**WHAT YOU SHOULD DO**
From the entries below, transcribe exactly the lines between the line holding "tag: necktie => bbox" and the line holding "tag: framed certificate => bbox", inclusive; skip all other lines.

**** DATA FOR THE TASK

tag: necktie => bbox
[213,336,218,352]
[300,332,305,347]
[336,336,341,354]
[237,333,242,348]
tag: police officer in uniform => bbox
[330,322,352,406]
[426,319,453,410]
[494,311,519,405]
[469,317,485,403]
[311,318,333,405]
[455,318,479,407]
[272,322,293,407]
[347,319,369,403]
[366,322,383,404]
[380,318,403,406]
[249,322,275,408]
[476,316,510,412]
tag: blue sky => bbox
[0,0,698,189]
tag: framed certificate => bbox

********
**** DATA FOR THE TASK

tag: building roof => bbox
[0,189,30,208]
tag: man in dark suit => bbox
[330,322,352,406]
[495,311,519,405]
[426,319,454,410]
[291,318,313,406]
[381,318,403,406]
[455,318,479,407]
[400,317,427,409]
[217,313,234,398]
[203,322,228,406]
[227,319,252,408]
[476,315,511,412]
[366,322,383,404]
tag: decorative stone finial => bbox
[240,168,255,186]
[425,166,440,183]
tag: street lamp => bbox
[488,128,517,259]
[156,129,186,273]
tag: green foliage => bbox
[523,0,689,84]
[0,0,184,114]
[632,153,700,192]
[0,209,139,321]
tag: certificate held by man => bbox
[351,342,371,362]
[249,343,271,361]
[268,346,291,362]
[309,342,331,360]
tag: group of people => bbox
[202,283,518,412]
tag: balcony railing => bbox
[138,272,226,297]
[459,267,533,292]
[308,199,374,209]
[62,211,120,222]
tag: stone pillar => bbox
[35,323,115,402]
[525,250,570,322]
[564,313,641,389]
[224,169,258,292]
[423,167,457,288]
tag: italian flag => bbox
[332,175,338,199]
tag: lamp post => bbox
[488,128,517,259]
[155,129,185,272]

********
**** DATA FOR THE TASK

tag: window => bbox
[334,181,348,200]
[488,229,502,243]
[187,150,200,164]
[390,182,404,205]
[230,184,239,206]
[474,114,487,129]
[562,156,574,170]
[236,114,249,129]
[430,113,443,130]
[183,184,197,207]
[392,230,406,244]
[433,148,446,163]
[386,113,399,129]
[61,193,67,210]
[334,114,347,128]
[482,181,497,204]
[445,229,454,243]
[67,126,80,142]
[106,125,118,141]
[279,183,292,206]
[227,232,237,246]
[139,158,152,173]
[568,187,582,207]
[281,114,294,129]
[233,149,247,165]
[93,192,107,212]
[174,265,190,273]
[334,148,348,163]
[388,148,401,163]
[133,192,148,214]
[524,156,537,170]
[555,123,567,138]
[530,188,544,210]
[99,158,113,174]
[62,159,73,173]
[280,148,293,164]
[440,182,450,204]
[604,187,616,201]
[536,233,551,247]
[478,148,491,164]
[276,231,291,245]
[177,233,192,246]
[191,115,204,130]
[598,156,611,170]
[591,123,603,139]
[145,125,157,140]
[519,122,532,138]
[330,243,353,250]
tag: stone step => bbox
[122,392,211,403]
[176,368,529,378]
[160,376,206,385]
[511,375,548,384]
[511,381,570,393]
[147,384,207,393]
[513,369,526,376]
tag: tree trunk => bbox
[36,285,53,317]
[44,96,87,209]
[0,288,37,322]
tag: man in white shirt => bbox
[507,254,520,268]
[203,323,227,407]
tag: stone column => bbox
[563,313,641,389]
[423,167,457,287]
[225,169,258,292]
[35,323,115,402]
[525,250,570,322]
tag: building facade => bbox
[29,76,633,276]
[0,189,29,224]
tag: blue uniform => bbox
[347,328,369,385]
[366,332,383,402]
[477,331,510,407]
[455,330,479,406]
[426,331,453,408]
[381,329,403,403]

********

**RESULT**
tag: necktie => bbox
[213,336,218,352]
[300,332,305,347]
[336,336,341,354]
[237,333,242,348]
tag: police officer in uniform => bbox
[330,322,352,406]
[426,319,453,410]
[494,311,519,405]
[469,317,485,403]
[311,318,333,405]
[455,318,479,407]
[272,322,293,407]
[347,319,369,403]
[366,322,383,404]
[380,318,403,406]
[249,322,275,408]
[476,316,510,412]
tag: blue sky => bbox
[0,0,698,189]
tag: framed certificate => bbox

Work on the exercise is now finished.